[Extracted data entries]
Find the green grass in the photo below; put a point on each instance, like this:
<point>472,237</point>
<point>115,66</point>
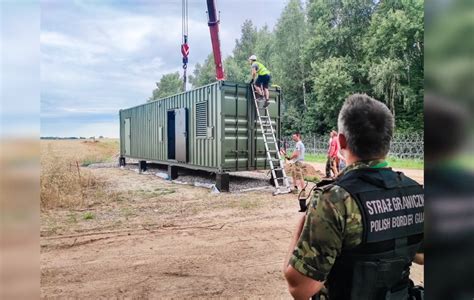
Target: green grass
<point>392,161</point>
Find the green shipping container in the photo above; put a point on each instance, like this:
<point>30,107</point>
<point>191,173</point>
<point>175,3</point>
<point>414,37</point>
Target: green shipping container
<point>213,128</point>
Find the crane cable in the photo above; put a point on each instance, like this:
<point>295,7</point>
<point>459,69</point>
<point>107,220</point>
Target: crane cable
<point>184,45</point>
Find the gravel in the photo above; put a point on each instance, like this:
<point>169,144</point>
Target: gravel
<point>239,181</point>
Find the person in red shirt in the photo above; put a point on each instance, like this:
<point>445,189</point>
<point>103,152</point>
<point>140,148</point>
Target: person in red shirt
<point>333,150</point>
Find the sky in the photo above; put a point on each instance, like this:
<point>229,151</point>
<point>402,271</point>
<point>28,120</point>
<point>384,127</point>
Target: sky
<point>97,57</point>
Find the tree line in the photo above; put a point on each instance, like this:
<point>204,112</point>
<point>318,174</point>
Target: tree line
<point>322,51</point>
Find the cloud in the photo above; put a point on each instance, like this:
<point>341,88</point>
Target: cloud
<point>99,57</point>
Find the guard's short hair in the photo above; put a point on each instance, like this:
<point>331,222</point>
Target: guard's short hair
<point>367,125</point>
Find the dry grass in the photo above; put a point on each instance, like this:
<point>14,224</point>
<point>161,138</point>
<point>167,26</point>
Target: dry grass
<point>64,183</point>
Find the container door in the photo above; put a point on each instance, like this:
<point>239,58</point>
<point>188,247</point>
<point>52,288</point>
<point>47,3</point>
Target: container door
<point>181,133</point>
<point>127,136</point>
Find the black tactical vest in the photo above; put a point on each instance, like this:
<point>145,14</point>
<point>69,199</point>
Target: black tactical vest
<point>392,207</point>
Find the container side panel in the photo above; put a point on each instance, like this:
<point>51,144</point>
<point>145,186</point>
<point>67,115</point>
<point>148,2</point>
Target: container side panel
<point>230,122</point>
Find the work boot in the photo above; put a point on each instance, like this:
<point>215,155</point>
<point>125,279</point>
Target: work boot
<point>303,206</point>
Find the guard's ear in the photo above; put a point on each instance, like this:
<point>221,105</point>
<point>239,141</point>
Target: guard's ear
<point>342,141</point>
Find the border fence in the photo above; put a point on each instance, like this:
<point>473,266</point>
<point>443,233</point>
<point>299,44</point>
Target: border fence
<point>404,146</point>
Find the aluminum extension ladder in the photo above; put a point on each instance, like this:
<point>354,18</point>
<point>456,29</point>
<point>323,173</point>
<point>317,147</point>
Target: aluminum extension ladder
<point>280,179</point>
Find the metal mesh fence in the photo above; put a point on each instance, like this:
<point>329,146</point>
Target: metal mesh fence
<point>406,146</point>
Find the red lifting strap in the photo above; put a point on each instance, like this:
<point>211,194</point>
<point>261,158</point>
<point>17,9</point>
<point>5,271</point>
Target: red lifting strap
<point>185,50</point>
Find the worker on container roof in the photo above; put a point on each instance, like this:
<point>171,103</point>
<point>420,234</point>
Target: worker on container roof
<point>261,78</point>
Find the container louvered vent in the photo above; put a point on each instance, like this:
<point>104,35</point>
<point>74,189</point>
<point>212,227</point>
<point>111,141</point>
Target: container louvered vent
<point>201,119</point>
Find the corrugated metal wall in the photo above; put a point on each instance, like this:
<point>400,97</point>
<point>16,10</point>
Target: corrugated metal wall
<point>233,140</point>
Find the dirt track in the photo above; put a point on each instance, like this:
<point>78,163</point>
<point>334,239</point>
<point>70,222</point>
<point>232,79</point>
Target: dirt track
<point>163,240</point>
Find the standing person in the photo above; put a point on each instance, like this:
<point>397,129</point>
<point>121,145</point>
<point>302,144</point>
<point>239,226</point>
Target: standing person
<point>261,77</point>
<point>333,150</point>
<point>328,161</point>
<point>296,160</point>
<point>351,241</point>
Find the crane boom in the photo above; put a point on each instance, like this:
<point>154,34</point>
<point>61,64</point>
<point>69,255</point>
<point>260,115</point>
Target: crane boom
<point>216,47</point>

* _INSTRUCTIONS TO FOLLOW_:
Copy out all the entries exactly. Images stay out of the copy.

* _REPLY_:
Find the green grass in the photo below; put a point on each instance, like this:
<point>472,237</point>
<point>115,66</point>
Target: green grass
<point>392,161</point>
Find the green shipping container in the photo above; put a point on each instance, like this:
<point>30,107</point>
<point>191,173</point>
<point>175,3</point>
<point>414,37</point>
Target: green shipping container
<point>213,128</point>
Find the crane cable in the photo above; put a point on each instance, like this:
<point>295,7</point>
<point>459,69</point>
<point>107,220</point>
Target: crane cable
<point>184,45</point>
Find the gravel in the photo above; put a point on each instance, like this:
<point>169,144</point>
Target: gravel
<point>239,181</point>
Find the person in red shirt in the photo above; put a point on each instance, like this:
<point>445,189</point>
<point>103,152</point>
<point>140,148</point>
Target: person in red shirt
<point>333,150</point>
Find the sky in the photo above; put a point on each instance, like this:
<point>229,151</point>
<point>402,271</point>
<point>28,120</point>
<point>384,127</point>
Target: sky
<point>97,57</point>
Find the tree line in the photo above; put a point on each instance, like this:
<point>204,112</point>
<point>318,174</point>
Target: tree line
<point>322,51</point>
Find the cloud in the photo above; put a point on each instance, like this:
<point>341,88</point>
Target: cloud
<point>99,57</point>
Find the guard's short hair in the photo above; put a point on each instance, like this:
<point>331,222</point>
Target: guard's short hair
<point>367,125</point>
Find the dry grass in the photo above; put a point on each instance, like this:
<point>14,224</point>
<point>161,138</point>
<point>167,26</point>
Target: dry grass
<point>64,183</point>
Find the container door in the photo above; put a point on each instance, like this:
<point>239,58</point>
<point>188,247</point>
<point>52,288</point>
<point>47,3</point>
Target: container door
<point>181,133</point>
<point>127,136</point>
Find the black tactical vest in the photo above; put a point on each instance, like this:
<point>145,14</point>
<point>69,199</point>
Target: black tactical vest
<point>392,207</point>
Find the container side panel in the photo above; put a point on each instance, like this:
<point>51,144</point>
<point>145,186</point>
<point>67,115</point>
<point>148,2</point>
Target: container side panel
<point>230,122</point>
Find the work boot in the photo above; put a point on each instance, like this:
<point>215,155</point>
<point>125,279</point>
Target: work boot
<point>303,206</point>
Find the guard's ear in the photo above; put a point on each instance, like this:
<point>221,105</point>
<point>239,141</point>
Target: guard's ear
<point>342,141</point>
Find the border fence in the photo above; put a point on each instance, like this:
<point>473,266</point>
<point>443,233</point>
<point>299,44</point>
Target: border fence
<point>404,146</point>
Find the aluminum extension ladder in the photo above; put a point on each instance, like this:
<point>354,18</point>
<point>456,29</point>
<point>323,173</point>
<point>317,147</point>
Target: aluminum extension ladder
<point>280,179</point>
Find the metal mesh fence in the photo above; put a point on each instance, like this:
<point>329,146</point>
Target: metal mesh fence
<point>406,146</point>
Find the red lifting strap in the photo above; put a point on each instance, like this:
<point>211,194</point>
<point>261,158</point>
<point>17,9</point>
<point>5,271</point>
Target: red lifting strap
<point>185,50</point>
Find the worker on container roof in the photo above; put a point on each instance, like this:
<point>171,103</point>
<point>420,234</point>
Target: worker on container roof
<point>261,78</point>
Find the container louvered vent in the photo above; put a point on each instance, like this:
<point>104,35</point>
<point>74,189</point>
<point>212,227</point>
<point>111,141</point>
Target: container louvered vent
<point>201,119</point>
Find the corrugated metal wall in the photo above; put a point on each instance, like this:
<point>400,97</point>
<point>16,10</point>
Target: corrugated metal wall
<point>233,140</point>
Find the dirt track in the photo above; put a point on each instance, like this:
<point>78,163</point>
<point>334,239</point>
<point>70,222</point>
<point>232,79</point>
Target: dirt track
<point>163,240</point>
Find the standing person in the photo above; put a point on each instance, like this:
<point>397,129</point>
<point>121,145</point>
<point>302,144</point>
<point>239,226</point>
Target: standing person
<point>261,77</point>
<point>333,150</point>
<point>328,161</point>
<point>296,160</point>
<point>351,241</point>
Find the crane boom in the photo above; put a point on each instance, like this:
<point>154,34</point>
<point>61,64</point>
<point>69,255</point>
<point>260,115</point>
Target: crane boom
<point>216,47</point>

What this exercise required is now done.